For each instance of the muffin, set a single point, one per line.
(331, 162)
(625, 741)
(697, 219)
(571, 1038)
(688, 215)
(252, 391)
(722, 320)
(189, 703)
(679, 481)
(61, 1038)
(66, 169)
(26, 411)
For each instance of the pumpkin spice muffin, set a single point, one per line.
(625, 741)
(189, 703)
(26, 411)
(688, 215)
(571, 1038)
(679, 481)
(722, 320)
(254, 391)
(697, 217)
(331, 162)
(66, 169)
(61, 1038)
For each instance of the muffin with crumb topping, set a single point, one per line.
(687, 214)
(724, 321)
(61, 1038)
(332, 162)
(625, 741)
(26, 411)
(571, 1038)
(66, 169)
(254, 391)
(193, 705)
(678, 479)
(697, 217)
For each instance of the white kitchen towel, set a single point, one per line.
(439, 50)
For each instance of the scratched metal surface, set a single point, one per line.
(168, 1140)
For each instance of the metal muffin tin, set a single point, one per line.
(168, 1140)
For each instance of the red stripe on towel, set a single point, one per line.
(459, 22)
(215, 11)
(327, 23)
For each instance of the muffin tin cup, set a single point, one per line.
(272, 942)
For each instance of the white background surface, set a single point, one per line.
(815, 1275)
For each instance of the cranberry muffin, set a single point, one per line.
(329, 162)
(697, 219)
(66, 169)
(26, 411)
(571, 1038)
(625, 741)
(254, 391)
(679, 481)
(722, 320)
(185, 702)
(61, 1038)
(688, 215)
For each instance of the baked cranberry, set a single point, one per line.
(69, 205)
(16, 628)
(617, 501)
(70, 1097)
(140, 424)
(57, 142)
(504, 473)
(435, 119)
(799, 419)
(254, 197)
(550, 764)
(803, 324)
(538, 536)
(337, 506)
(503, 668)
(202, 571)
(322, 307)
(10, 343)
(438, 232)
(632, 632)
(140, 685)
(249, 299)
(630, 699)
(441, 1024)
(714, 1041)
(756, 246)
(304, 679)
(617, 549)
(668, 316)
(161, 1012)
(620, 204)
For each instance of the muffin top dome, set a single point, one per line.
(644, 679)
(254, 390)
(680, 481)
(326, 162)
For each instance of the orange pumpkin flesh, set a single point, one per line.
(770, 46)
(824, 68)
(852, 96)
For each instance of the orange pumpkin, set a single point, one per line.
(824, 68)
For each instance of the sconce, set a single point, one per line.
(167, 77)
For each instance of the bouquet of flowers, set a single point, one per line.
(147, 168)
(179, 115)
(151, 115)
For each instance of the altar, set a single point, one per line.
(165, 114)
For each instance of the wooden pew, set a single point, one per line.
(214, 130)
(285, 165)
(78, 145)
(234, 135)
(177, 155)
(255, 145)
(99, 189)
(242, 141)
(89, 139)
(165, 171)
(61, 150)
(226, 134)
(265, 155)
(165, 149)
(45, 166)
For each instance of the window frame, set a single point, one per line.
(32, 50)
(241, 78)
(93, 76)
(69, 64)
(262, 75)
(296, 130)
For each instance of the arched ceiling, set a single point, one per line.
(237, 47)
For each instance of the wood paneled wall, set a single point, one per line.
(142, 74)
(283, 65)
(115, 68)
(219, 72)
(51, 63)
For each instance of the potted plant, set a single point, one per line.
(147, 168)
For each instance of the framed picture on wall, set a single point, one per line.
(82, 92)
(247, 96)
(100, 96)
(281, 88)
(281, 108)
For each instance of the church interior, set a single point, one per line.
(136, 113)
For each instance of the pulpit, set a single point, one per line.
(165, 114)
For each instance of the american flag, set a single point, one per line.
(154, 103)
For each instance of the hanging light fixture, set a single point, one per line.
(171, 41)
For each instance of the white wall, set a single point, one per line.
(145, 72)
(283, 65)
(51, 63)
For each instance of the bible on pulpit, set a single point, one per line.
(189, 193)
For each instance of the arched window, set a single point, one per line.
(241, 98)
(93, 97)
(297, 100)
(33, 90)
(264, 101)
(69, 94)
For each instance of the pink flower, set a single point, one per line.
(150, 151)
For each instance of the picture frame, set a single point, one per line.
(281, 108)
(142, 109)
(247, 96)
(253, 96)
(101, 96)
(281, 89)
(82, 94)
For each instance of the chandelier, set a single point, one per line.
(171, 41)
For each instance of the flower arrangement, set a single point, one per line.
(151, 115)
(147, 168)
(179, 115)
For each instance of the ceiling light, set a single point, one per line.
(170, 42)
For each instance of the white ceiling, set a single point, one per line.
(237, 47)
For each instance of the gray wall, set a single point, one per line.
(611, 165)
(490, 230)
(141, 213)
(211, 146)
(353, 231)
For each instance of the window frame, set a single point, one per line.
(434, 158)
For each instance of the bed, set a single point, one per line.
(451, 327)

═══

• **Directions**
Rewrite every line from the one containing "For each instance of the white ceiling, set" through the end of the entries, requests included, and rescale each point coordinate in the answers by 2.5, rounding to whole numbers with halves rounded up. Give only those lines.

• **Solution to this problem**
For each instance of the white ceiling, set a single point, one per line.
(593, 118)
For each instance of the gray wall, set a single point, one per line.
(1528, 413)
(1225, 575)
(353, 533)
(528, 365)
(883, 578)
For each instance of the window frame, set a single point, one per line.
(1085, 395)
For each instance of the bed, set a single point, one per line.
(1128, 818)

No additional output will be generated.